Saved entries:
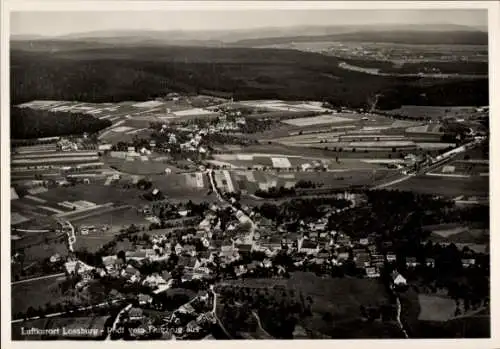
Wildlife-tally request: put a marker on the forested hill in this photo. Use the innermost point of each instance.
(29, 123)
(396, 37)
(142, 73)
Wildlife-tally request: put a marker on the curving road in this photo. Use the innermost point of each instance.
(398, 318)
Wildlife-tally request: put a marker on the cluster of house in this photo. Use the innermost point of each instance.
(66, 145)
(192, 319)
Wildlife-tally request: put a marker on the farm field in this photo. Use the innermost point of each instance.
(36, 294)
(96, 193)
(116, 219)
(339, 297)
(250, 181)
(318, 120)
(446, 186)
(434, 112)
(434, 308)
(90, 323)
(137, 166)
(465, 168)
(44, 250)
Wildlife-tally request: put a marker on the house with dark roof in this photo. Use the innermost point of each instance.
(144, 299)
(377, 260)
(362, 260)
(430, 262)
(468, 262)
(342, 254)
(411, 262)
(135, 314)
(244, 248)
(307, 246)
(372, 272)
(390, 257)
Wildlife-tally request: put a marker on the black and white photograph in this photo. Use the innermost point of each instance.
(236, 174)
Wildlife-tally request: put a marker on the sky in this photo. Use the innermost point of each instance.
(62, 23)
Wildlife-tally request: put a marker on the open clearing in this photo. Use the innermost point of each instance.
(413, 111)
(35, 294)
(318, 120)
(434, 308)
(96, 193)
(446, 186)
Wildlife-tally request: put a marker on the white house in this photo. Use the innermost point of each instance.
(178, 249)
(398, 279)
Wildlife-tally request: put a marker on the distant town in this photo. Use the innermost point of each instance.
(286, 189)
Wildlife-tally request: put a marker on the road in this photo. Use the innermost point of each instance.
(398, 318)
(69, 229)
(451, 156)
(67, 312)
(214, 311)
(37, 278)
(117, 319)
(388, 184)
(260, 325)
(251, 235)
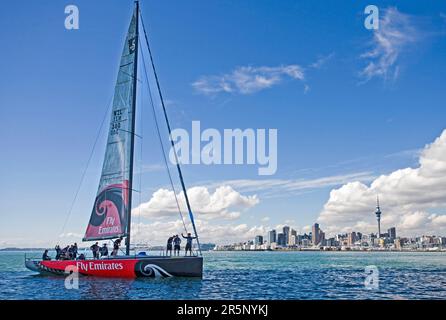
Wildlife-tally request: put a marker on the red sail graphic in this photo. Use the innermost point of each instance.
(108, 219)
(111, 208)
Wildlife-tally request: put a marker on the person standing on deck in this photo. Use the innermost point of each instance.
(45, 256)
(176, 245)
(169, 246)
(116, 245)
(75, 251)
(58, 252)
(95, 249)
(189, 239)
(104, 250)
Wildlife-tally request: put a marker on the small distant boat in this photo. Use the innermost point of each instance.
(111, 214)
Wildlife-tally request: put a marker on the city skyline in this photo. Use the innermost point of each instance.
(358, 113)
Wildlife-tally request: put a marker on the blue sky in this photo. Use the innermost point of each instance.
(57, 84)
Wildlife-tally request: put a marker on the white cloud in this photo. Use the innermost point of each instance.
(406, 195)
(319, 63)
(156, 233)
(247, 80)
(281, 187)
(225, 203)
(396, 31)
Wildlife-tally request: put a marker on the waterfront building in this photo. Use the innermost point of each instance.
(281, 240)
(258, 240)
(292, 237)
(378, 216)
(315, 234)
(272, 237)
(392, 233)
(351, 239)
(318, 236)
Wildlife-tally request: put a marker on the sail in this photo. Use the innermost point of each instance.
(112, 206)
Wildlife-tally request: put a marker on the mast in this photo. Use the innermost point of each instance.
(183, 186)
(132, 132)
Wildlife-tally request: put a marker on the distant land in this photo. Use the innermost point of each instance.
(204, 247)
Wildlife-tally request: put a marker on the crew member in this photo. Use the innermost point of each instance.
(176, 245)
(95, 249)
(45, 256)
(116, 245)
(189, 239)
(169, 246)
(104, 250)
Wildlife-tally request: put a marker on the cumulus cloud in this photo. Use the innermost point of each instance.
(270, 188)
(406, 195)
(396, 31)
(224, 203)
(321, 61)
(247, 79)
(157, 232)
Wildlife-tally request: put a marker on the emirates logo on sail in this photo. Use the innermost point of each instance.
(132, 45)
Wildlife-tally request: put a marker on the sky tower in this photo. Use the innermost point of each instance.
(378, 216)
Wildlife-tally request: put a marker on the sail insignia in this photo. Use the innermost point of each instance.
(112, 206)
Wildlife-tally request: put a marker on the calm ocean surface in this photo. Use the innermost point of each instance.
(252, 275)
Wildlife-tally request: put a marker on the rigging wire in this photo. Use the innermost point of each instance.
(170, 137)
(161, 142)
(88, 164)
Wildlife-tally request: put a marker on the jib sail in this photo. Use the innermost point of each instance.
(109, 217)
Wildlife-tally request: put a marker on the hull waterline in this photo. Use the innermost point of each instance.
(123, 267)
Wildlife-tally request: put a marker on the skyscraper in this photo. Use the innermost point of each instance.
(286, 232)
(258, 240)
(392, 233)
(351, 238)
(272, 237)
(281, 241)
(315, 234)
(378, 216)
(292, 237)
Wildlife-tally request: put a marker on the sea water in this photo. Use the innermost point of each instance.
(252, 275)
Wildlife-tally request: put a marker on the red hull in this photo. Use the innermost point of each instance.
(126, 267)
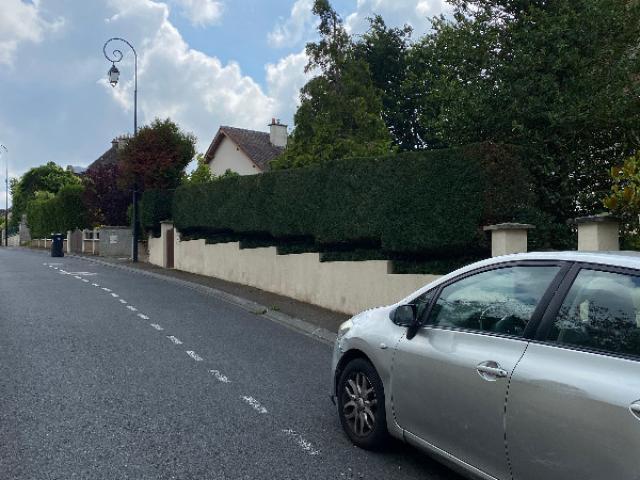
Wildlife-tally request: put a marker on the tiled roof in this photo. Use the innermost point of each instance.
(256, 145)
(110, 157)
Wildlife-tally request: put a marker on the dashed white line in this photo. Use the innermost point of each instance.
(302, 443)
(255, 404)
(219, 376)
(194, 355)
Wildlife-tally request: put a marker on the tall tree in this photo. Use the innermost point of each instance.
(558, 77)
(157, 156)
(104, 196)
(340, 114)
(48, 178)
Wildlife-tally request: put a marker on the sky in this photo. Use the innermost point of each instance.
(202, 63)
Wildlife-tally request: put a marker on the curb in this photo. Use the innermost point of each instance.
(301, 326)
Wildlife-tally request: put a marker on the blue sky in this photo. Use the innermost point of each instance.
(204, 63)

# Direction
Repeat the lines above, from the one containing "Wildlife-tally request: put a marker on the curb" through the last line, requests included, multiplying each coordinate in the answers by 0.95 and rounding to whole numbers, with halves rounded up. Give only these lines.

# Response
Wildlife-tally request: put a marker on the curb in this photo. Use the innermost point of each instance.
(286, 310)
Wildlife-tally request: put a marker on the blue sky in this photo. Use the innermost point of each instance.
(194, 60)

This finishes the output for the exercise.